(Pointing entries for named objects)
┄┄┄┄┄┄
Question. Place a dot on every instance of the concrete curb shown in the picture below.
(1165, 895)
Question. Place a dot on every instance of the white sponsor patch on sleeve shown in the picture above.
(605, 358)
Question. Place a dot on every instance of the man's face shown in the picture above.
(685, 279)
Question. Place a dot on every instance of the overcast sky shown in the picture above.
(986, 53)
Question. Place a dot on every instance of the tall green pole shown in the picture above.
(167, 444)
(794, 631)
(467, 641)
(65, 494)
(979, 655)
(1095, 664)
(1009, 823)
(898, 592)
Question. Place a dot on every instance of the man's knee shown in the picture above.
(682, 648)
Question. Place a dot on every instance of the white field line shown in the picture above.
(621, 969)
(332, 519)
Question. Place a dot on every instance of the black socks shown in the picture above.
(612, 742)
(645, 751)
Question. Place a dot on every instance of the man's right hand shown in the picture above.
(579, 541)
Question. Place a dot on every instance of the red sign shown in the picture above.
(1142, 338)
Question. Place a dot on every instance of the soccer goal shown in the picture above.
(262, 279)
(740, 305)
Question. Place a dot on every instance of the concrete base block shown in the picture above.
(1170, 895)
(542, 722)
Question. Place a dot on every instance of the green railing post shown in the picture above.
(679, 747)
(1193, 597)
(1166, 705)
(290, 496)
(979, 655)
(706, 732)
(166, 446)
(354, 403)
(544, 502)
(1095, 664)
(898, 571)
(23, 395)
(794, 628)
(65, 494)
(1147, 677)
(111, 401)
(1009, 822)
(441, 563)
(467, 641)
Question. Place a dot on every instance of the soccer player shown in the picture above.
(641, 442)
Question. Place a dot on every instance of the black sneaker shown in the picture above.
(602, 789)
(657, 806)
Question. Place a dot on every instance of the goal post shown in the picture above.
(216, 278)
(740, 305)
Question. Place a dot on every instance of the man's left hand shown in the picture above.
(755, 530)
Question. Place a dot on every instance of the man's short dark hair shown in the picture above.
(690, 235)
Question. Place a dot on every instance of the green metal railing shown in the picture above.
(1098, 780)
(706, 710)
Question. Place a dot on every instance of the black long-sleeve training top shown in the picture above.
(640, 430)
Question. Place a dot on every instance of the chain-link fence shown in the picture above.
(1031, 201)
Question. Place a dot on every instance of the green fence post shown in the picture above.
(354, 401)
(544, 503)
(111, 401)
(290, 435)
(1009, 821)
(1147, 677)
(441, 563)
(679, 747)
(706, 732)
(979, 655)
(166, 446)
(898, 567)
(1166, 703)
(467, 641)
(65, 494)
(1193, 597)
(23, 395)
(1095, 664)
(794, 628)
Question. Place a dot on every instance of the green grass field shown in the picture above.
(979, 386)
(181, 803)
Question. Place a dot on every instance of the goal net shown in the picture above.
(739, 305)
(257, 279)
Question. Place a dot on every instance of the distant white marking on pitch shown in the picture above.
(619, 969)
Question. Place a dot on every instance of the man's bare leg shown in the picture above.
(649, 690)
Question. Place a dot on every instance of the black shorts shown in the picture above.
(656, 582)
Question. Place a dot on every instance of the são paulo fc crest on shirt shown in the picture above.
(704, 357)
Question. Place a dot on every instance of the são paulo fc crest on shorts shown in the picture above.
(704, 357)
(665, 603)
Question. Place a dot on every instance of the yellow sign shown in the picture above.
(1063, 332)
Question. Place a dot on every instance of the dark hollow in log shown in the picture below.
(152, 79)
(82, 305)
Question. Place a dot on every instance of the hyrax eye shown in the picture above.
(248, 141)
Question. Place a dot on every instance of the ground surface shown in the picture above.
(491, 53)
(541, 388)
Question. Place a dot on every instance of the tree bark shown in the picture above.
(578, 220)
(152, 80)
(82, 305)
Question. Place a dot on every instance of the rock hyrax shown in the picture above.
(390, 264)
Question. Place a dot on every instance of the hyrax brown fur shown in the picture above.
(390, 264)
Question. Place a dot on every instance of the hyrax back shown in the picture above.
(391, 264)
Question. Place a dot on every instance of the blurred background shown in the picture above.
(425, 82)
┄┄┄┄┄┄
## WHAT IS REQUIRED
Copy all of the material above verbatim, line for line, with no changes.

## RESPONSE
Question. Place a dot on every instance of the concrete curb shown in the picture below.
(1165, 895)
Question. Place a dot on every instance of the white sponsor patch on sleeve shown in the picture above.
(605, 358)
Question. Place a dot on every instance of the man's face shown in the picture above.
(685, 279)
Question. Place a dot on every instance of the overcast sky shown in the picture above.
(986, 53)
Question. Place a dot on every instance of the tall green pole shown in the picture above.
(167, 444)
(794, 631)
(467, 641)
(65, 494)
(979, 655)
(1095, 664)
(1009, 823)
(898, 592)
Question. Place a dot on every instance of the man's knee shown in the picture above.
(682, 648)
Question. Place a dot on every instance of the white field line shown in the picture above.
(621, 969)
(332, 519)
Question. Place a dot on every instance of the black socks shown in the picture above.
(612, 742)
(645, 751)
Question. Place a dot on every instance of the man's right hand shown in the picture above.
(579, 541)
Question. Place a dot on every instance of the red sign shown in the picture above.
(1142, 338)
Question. Place a dot on every instance of the soccer goal shown in the picture above.
(262, 279)
(740, 305)
Question. Place a dot on every instance of the concrete base block shown in the picture above.
(1170, 895)
(542, 722)
Question. Place a dot on every instance of the green railing post shown in the picture above.
(679, 747)
(1193, 597)
(1166, 705)
(290, 496)
(979, 655)
(706, 732)
(166, 446)
(354, 403)
(544, 502)
(1095, 664)
(898, 571)
(23, 395)
(794, 628)
(65, 494)
(1147, 677)
(111, 401)
(1009, 822)
(441, 563)
(467, 641)
Question. Place a dot on every instance of the soccer player shown in the picture above.
(641, 442)
Question. Place a dot on every instance of the black sneaker shown in the picture above.
(602, 789)
(657, 806)
Question. Place a dot on every instance of the goal post shown in the picture above.
(216, 278)
(740, 305)
Question. Place a dot on every instance of the man's left hand shown in the picture above.
(755, 530)
Question. Place a dot on every instance of the man's short dark hair shown in the picture above.
(690, 235)
Question. Place a dot on every instance of the green metal railing shown in the picture above.
(1098, 780)
(706, 710)
Question. Place a dot on every instance of the black long-sleeve training top shown in the picture above.
(640, 430)
Question. Place a dot on every instance of the chain-link fence shown in the picture above.
(1031, 201)
Question. Place a dot on every instance of the green fence post shown in the picture above.
(354, 401)
(544, 503)
(111, 401)
(290, 435)
(1009, 821)
(1147, 677)
(441, 563)
(679, 747)
(706, 732)
(979, 655)
(166, 446)
(898, 567)
(1166, 703)
(467, 641)
(65, 494)
(1193, 597)
(23, 395)
(1095, 664)
(794, 628)
Question. Place a dot on every instance of the green grass field shown in the picture above.
(979, 386)
(181, 803)
Question. Place a dot on every instance of the goal net shown in the picture above.
(739, 305)
(257, 279)
Question. Place a dot on every instance of the distant white marking on pitch shown in the picture above.
(619, 969)
Question. Place a dot on every instance of the man's bare leg shown in the picture above.
(649, 690)
Question. Place a dot on every instance of the black shorts shown in the picture above.
(656, 582)
Question. Place a dot on every instance of the são paulo fc crest on shirt shown in the picture above.
(704, 357)
Question. Place a dot on every instance of the são paulo fc crest on shorts shown in the picture above.
(704, 357)
(665, 603)
Question. Place a dot on every instance of the yellow sign shown in the picture above.
(1063, 332)
Question. Place a dot on every instance of the dark hollow in log shown in the picture below.
(152, 79)
(82, 305)
Question. Place a dot on every instance of the hyrax eye shown in the picture above.
(248, 141)
Question. Place a dot on every instance of the ground surface shown in the picture above.
(491, 53)
(541, 388)
Question. Place a dot on every instance of the tree bark shown in the picture above.
(578, 220)
(152, 80)
(82, 305)
Question. Place a dot on every instance of the rock hyrax shown in the picture above.
(390, 264)
Question. Place a dot on every instance of the hyrax brown fur shown in the picture above.
(390, 264)
Question. Place a dot on every instance of the hyrax back shown in the picture above.
(391, 264)
Question. Place a dot on every instance of the blurred background shown in the picture above.
(425, 82)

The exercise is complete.